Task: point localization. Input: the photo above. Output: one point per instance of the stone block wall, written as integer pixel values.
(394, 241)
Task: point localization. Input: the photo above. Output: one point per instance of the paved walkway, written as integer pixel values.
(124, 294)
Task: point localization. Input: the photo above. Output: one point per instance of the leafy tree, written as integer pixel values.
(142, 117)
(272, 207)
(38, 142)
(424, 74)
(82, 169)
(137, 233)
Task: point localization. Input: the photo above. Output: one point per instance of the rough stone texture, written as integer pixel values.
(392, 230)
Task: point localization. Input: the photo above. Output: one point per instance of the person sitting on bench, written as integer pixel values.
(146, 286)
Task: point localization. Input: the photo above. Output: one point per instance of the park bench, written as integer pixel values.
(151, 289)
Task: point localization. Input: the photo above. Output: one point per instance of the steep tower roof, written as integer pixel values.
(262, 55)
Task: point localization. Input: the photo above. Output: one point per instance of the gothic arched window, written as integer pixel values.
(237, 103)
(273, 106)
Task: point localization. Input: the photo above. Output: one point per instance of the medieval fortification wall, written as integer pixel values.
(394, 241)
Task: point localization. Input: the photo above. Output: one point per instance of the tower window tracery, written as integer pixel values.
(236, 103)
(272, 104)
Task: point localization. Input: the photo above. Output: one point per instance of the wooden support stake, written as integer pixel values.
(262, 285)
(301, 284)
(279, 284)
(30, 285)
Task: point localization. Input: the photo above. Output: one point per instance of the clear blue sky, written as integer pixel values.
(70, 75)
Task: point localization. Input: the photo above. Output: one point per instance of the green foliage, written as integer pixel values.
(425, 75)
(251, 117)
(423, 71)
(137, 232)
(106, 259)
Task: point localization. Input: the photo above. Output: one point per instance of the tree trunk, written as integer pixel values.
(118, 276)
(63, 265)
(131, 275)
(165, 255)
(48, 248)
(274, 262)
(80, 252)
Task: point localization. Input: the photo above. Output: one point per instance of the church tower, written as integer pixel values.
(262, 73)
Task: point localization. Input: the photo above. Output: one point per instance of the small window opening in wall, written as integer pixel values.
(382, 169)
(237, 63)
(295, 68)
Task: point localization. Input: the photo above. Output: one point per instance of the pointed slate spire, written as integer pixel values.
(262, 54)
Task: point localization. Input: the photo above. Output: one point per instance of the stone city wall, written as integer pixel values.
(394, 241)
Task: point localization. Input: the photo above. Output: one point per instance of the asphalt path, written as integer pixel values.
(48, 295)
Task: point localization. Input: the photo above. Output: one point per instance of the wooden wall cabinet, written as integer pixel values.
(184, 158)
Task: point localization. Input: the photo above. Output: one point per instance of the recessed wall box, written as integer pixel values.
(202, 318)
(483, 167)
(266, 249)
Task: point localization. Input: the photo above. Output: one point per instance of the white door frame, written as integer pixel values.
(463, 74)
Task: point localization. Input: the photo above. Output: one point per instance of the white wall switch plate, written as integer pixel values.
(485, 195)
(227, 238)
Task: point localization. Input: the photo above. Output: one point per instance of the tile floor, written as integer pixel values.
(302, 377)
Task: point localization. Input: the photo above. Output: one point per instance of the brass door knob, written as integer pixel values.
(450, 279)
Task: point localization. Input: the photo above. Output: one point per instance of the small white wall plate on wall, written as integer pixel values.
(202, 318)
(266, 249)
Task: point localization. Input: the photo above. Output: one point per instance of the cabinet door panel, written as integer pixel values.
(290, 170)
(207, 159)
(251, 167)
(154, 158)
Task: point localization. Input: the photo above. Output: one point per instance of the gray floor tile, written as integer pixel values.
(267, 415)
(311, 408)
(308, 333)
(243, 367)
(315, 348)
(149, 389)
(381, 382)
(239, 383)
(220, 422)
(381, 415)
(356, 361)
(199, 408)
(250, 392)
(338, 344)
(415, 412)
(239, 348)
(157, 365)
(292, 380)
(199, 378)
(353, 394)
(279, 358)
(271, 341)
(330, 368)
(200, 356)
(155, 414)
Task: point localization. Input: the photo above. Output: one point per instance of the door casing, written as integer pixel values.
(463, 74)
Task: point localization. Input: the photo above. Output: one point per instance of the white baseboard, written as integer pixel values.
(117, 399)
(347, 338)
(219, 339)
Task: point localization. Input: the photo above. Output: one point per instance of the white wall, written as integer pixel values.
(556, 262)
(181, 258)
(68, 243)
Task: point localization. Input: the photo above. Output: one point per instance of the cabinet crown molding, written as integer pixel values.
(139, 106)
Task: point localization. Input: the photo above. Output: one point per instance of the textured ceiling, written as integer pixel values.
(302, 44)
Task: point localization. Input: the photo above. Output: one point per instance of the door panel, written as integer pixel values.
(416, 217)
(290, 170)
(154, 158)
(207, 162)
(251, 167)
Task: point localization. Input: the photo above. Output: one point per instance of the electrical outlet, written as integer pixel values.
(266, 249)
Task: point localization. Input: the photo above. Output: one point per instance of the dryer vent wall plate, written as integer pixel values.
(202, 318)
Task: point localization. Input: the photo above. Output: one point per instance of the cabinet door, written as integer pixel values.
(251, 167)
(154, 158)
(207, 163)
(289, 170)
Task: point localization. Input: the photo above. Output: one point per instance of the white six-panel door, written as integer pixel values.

---

Restate each record word for word.

→ Solution to this exercise
Task: point localization. Input: the photo above. Output: one point per instance of the stone block wall, written as integer pixel values.
(394, 241)
Task: point localization. Input: the photo above. Output: one point per instance of the paved walkway, written as integer pixel values.
(124, 294)
Task: point localization. Input: the photo above. Output: one point per instance of the leafy tree, written as integer pixel values.
(142, 117)
(272, 207)
(38, 142)
(424, 74)
(82, 169)
(137, 233)
Task: point localization. Input: the photo above. Output: one point per instance of the rough stone texture, written as integer pixel values.
(392, 230)
Task: point localization. Input: the photo above. Output: one point per instance of the person sitting on bench, written as integer pixel values.
(146, 286)
Task: point localization. Input: the photo above. Output: one point per instance of the park bench, written as integer pixel values.
(151, 289)
Task: point localization. Input: the photo above. Output: one point per instance of the steep tower roof, written as integer pixel values.
(262, 55)
Task: point localization. Input: the photo above. Output: one point per instance of the gothic arched window, written as integer pixel values.
(237, 103)
(273, 106)
Task: point localization. Input: the photo above. Output: one point per instance of the medieval fortification wall, written as integer pixel values.
(394, 241)
Task: point localization. Input: the photo above. Output: one point per instance of the tower window tracery, written as integer pixel values.
(236, 103)
(272, 104)
Task: point localization. Input: the photo above. Output: one point per instance of the wooden support stake, written as integer pixel values.
(262, 285)
(301, 284)
(279, 284)
(30, 285)
Task: point localization. Input: the photo above. Output: one point per instance of the clear blue sky, written as integer pixel values.
(70, 75)
Task: point localization. Input: the photo above. Output: one point per instance of the green foliage, written as integer pixel values.
(425, 75)
(251, 117)
(423, 71)
(137, 232)
(106, 259)
Task: point localization. Input: the photo above. Output: one point per instance of the tree trunk, written as integer pixel values.
(118, 276)
(63, 265)
(131, 275)
(165, 255)
(48, 248)
(274, 262)
(80, 252)
Task: point localization. Input: the photo above. Output: one point per instance of the church tower, written as integer pixel values.
(262, 73)
Task: point localization. Input: the photo above. Output: one point per instance of the small window opening in wall, written as integer pixel values.
(382, 169)
(237, 63)
(295, 68)
Task: point localization. Input: the photo above. Output: one point per instance of the pointed slate spire, written as integer pixel values.
(262, 54)
Task: point localization. Input: the photo above. Output: one point per instance of the stone city wall, written as integer pixel values.
(394, 241)
Task: point localization. Input: the photo above. Output: one point per instance of the asphalt path, written as integer pixel values.
(48, 295)
Task: point localization. Input: the photo above. Output: one point per instance of the wooden wall cabinet, written as integer pixel values.
(184, 158)
Task: point localization. Input: the photo above. Output: one point per instance of the recessed wall box, written as integer pixel values.
(202, 318)
(483, 167)
(266, 249)
Task: point localization. Input: the photo above. Output: one point per instance of the white door frame, written as integer pixel values.
(463, 74)
Task: point localization. Input: the photo above. Output: one point per instance of the white wall switch plate, written as integer pixel values.
(485, 195)
(227, 238)
Task: point localization. Input: the photo above. Output: one point per instance of the tile floor, written as integer pixel values.
(302, 377)
Task: point localization. Input: the photo above. Output: one point per instance of the brass door knob, written as integer pixel values.
(450, 279)
Task: point localization. Input: the photo above. Output: one point per instance of the small white wall plate on wall, written as integer pixel values.
(202, 318)
(266, 249)
Task: point localization. Input: the photo above. Output: one point per instance of the cabinet door panel, written as integer pixel values.
(290, 170)
(207, 159)
(251, 167)
(154, 158)
Task: point localization. Input: the photo above. Output: one point per instance of the gray floor tile, written as integer pixel values.
(267, 415)
(311, 408)
(308, 333)
(243, 367)
(315, 348)
(149, 389)
(381, 382)
(239, 383)
(220, 422)
(381, 415)
(356, 361)
(199, 408)
(250, 392)
(338, 344)
(415, 412)
(239, 348)
(157, 365)
(292, 380)
(199, 378)
(353, 394)
(279, 358)
(271, 341)
(330, 368)
(200, 356)
(155, 414)
Task: point localization. Input: the photo above. Output: one point per instance of the door casing, written as integer pixel values.
(463, 74)
Task: point localization. Input: the photo above. Output: one point per instance of the white baseboard, written as integer pixel values.
(117, 399)
(347, 338)
(219, 339)
Task: point localization. Input: the photo above. Output: one point per instance of the white wall, written as integer pixel values.
(556, 262)
(181, 258)
(68, 243)
Task: point localization. Input: the photo above. Output: one point per instance of the cabinet crown molding, written as integer pixel values.
(139, 106)
Task: point localization. Input: the photo above. Output: one point per instance of the textured ceiling, written as integer pixel values.
(302, 44)
Task: point localization. Input: the photo above. Output: one point per instance of the door panel, written as integer pixel values.
(416, 217)
(290, 170)
(154, 158)
(207, 162)
(251, 167)
Task: point localization. Input: the photo above. Output: one point per instance of the electrical outlet, written as integer pixel values.
(266, 249)
Task: point localization. Input: the photo above. Output: one point per instance of the dryer vent wall plate, written as integer pixel values.
(202, 318)
Task: point localization. Input: the photo above. Output: one point per instance of the cabinet door, written as integer pixel values.
(251, 167)
(154, 158)
(207, 163)
(289, 170)
Task: point localization. Input: the photo above. Output: one point per instance of the white six-panel door, written as integer pixel values.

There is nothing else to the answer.